What is asked: Return the records below from the line containing "Where can the wrist" onward, exactly, through and including the last line.
※ ※ ※
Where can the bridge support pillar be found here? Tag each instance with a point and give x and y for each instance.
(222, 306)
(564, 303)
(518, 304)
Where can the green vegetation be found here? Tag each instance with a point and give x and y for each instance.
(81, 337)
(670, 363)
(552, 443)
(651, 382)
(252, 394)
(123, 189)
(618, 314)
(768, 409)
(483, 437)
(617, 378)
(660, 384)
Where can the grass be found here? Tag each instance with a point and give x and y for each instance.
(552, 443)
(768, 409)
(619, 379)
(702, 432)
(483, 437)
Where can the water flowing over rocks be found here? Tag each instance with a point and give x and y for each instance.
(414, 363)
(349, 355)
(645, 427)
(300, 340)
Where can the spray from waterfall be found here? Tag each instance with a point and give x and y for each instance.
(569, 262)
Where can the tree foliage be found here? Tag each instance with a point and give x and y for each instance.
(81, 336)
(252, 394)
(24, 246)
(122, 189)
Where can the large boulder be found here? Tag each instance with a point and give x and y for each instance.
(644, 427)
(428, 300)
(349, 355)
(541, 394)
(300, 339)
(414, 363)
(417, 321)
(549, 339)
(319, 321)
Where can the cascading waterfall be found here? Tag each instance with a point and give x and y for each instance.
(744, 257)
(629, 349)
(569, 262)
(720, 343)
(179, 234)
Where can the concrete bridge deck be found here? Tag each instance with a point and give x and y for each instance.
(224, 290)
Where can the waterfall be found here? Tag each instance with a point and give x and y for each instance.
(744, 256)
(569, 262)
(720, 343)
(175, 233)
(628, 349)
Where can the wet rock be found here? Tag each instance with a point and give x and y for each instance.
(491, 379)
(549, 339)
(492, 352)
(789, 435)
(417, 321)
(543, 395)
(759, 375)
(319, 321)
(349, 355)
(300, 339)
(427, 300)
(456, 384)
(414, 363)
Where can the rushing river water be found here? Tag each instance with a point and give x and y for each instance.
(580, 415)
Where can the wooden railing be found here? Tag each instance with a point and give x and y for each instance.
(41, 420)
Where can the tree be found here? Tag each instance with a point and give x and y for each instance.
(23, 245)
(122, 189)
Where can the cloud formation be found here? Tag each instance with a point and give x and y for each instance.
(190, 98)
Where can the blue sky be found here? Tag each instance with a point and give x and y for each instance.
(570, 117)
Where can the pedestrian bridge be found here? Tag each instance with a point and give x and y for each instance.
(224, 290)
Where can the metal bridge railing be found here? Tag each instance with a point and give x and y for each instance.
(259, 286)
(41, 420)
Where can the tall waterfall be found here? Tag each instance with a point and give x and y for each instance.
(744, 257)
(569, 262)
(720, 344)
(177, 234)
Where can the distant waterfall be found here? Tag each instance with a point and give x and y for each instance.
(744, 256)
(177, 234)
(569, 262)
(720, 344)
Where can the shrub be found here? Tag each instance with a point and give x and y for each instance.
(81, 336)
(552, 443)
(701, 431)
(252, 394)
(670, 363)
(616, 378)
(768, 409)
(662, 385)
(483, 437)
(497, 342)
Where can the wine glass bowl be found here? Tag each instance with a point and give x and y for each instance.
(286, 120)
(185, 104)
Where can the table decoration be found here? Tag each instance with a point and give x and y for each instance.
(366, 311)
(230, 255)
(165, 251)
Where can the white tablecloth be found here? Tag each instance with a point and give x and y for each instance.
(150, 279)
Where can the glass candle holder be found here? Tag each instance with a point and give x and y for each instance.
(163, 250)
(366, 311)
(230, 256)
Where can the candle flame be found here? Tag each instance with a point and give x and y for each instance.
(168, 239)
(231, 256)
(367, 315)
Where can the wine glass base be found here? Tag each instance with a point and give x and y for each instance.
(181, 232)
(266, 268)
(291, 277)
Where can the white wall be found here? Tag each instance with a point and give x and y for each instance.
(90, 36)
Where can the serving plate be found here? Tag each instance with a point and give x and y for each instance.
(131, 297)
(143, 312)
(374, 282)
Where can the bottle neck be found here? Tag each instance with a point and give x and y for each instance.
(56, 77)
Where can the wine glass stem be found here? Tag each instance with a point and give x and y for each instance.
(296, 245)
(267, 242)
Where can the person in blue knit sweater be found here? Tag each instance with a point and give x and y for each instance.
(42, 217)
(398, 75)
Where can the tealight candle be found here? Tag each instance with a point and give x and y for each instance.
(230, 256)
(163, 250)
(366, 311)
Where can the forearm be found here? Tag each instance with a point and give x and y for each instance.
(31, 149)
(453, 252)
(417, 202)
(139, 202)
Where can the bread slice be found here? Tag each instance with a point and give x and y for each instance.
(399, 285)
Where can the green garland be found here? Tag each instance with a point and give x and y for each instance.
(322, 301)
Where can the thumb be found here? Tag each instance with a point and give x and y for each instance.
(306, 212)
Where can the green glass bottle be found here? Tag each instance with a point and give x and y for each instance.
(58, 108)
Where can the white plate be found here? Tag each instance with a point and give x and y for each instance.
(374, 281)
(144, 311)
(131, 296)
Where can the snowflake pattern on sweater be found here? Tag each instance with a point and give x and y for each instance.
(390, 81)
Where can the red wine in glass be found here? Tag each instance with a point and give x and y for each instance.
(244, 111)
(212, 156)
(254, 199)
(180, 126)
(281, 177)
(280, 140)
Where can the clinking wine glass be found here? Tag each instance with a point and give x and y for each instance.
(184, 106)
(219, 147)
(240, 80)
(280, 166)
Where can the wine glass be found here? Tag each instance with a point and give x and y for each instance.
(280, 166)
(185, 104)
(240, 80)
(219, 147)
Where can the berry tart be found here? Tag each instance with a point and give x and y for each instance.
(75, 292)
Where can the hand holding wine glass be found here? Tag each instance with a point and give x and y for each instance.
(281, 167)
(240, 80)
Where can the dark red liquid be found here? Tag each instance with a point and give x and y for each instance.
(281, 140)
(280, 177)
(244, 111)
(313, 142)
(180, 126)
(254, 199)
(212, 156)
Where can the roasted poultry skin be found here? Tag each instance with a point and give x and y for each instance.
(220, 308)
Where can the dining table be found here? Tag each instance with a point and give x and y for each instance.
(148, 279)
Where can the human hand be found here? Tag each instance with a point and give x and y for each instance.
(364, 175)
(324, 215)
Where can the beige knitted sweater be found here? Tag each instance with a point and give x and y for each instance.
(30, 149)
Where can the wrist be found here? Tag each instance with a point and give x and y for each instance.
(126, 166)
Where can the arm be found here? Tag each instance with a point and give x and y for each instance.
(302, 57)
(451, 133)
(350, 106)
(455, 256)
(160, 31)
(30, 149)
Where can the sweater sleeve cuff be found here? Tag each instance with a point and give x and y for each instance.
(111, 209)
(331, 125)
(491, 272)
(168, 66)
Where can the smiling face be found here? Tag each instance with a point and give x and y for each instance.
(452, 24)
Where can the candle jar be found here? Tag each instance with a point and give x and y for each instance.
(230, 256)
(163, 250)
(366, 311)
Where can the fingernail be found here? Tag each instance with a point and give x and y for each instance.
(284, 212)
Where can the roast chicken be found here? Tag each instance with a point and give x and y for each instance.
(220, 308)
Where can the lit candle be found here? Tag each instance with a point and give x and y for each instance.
※ ※ ※
Written reply:
Where can the wrist be found here? Tag each instance with a point and give x and y for each instance.
(126, 166)
Where can the arm be found here? Tag each instance with a point and give x and y for each instance.
(302, 57)
(451, 133)
(350, 106)
(455, 256)
(160, 31)
(30, 149)
Where can the sweater sleeve cuff be found here? Tag each instance with a point and give x and y for each instance.
(111, 209)
(331, 125)
(491, 272)
(168, 66)
Where can the smiling face be found here? Tag each instance with a point and give x and y for each instance.
(452, 24)
Where can the candle jar be found here? Tag each instance with a point and give x and y for each instance.
(230, 256)
(163, 250)
(366, 311)
Where can the fingernail be found here? Tag each instance with a point and give x and y for each instance.
(284, 212)
Where can the roast chicken be found here? Tag each instance with a point and give x and y for each instance.
(220, 308)
Where can the lit candle be found here? Tag each instance with a point and give x and y for each instance.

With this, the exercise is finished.